• _Görev tanımı a_:
Aşağıdaki Yargıtay kararıyla şu üç ifadenin uyuşup uyuşmadığını belirleyin: (i) Karar tarihi 12.01.2023'tür. (ii) İstanbul 6. Ağır Ceza Mahkemesi sanığa 20 yıl hapis cezası vermiştir. (iii) Maktulün oğluna duruşma gününü bildiren davetiye usûlüne uygun şekilde tebliğ edilmiştir. Her ifade için evet ya da hayır deyin ve karara esas olan sözleri metinden aynen alıntılayın.

• _Sunulan alıntı_:
YARGITAY

DANISTAY

SAYISTAY

BÖLGE ADLIYE MAHKEMESI

ANAYASA MAHKEMESI

KURUL KARARLARI

Maktule karşı işlenen suçta zarar görenin oğlunun duruşmalardan haberdar edilme, şikâyet ve kamu davasına katılma, iddia ve delillerini sunma gibi kanunî haklarının bulunduğu hk.

Karar Özeti

7. Maktule ait resmî nüfus kayıt örneğinin Ulusal Yargı Ağı Bilişim Sistemi (UYAP) üzerinden yapılan incelemesi neticesinde, kanunî mirasçısı olan oğlu Kerem'in bulunduğu belirlenmiştir. Buna göre maktule karşı işlenen suçtan zarar gören olarak oğlu ...'nin duruşmalardan haberdar edilme, şikâyet ve kamu davasına katılma, iddia ve delillerini sunma gibi kanunî haklarının bulunduğu, ancak adına duruşma gününü bildirir usûlüne uygun davetiye tebliğ edilmediği gibi İlk Derece Mahkemesi kararının tebliği ile kanun yoluna başvuru hakkından da yoksun bırakıldığı anlaşılmıştır.

Karar

YARGITAY

 

1. CEZA DAİRESİ

 

Esas Numarası: 2022/7936

 

Karar Numarası: 2023/118

 

Karar Tarihi: 12.01.2023

 

İlk Derece Mahkemesince kurulan hükme yönelik istinaf incelemesi üzerine Bölge Adliye Mahkemesi tarafından verilen kararın; 5271 sayılı Ceza Muhakemesi Kanunu’nun (5271 sayılı Kanun'un) 286 ncı maddesinin birinci fıkrası uyarınca temyiz edilebilir olduğu, 260 ıncı maddesinin birinci fıkrası gereği temyiz edenin hükmü temyize hak ve yetkisinin bulunduğu, 291 inci maddesinin birinci fıkrası gereği temyiz isteminin süresinde olduğu, 294 üncü maddesinin birinci fıkrası gereği temyiz dilekçesinde temyiz sebeplerine yer verildiği, 298 inci maddesinin birinci fıkrası gereği temyiz isteminin reddini gerektirir bir durumun bulunmadığı yapılan ön inceleme neticesinde tespit edilmekle, gereği düşünüldü:

 

I. HUKUKÎ SÜREÇ

 

1. İstanbul 6. Ağır Ceza Mahkemesinin, 09.07.2020 tarihli ve 2019/184 Esas, 2020/161 Karar sayılı kararı ile sanık hakkında nitelikli kasten öldürme suçundan, 5237 sayılı Türk Ceza Kanunu'nun (5237 sayılı Kanun) 82 nci maddesinin birinci fıkrasının (d) bendi, 29 uncu maddesinin birinci fıkrası, 62 nci maddesinin birinci fıkrası, 53 üncü maddesinin birinci fıkrası ve 63 üncü maddesinin birinci fıkrası uyarınca 15 yıl hapis cezası ile cezalandırılmasına, hak yoksunluklarına ve mahsuba karar verilmiştir.

• _Veri satırları_:
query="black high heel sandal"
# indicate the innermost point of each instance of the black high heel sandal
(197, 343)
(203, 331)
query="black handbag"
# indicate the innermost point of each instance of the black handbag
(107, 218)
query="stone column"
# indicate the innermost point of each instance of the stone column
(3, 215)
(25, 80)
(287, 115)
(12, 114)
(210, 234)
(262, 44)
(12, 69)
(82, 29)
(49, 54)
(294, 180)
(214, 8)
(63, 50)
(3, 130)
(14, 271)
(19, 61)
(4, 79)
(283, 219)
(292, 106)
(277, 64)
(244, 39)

==

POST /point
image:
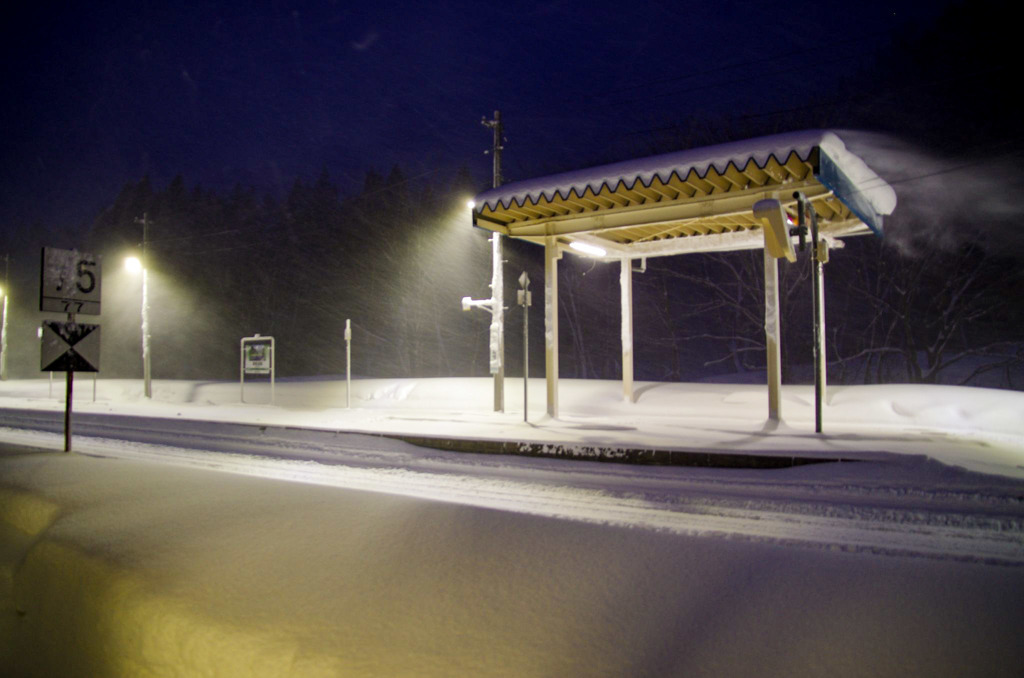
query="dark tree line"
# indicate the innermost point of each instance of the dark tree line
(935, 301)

• _Görev tanımı b_:
Yukarıdaki kayıtlarda "handbag" dizesini içeren her satırı listeleyin. Büyük ve küçük harf ayrımı dikkate alınmalıdır.

• _Son yanıt a_:
(i) Evet: "Karar Tarihi: 12.01.2023"
(ii) Hayır: "15 yıl hapis cezası ile cezalandırılmasına"
(iii) Hayır: "adına duruşma gününü bildirir usûlüne uygun davetiye tebliğ edilmediği"

• _Son yanıt b_:
query="black handbag"
# indicate the innermost point of each instance of the black handbag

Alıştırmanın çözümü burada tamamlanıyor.